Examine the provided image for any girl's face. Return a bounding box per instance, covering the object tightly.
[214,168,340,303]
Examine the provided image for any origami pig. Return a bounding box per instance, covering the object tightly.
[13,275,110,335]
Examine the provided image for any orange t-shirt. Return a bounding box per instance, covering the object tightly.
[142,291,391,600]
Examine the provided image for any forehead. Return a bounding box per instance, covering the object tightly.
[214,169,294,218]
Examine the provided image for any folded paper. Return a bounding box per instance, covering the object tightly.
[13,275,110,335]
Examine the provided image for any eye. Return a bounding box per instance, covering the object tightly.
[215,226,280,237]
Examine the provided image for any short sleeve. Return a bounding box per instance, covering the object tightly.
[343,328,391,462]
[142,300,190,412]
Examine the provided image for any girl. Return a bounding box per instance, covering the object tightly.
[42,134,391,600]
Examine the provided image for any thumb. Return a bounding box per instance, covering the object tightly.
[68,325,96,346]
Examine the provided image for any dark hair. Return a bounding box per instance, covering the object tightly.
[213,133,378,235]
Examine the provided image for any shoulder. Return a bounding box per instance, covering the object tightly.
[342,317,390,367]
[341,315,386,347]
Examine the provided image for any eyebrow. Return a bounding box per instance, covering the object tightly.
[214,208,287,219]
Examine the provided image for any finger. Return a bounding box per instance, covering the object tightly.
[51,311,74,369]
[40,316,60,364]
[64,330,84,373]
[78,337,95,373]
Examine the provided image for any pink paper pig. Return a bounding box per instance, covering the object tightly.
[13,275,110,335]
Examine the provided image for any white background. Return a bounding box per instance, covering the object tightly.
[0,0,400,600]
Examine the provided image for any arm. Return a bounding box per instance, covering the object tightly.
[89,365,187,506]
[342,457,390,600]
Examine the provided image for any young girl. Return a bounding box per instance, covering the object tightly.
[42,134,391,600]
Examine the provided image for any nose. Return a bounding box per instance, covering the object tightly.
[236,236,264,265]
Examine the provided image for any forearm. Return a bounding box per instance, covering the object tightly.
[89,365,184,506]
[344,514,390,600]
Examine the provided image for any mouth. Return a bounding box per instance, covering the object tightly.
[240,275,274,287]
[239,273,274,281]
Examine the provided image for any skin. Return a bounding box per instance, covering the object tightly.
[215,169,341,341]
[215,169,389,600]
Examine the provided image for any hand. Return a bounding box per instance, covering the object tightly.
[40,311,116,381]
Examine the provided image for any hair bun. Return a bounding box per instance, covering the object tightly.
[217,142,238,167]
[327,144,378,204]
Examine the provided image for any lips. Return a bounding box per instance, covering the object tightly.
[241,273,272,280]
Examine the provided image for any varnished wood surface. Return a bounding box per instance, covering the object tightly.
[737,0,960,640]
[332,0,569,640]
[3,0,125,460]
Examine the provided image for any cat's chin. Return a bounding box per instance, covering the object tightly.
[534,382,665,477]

***

### Exercise
Reproduce verbatim the lines starting at the one that contains "Examine the provided image for any cat's" and ending at the final line of the records, including both ends.

### Final answer
Examine the provided image for any cat's chin. Return a bounding box per instance, covering the object tightly.
[534,382,665,477]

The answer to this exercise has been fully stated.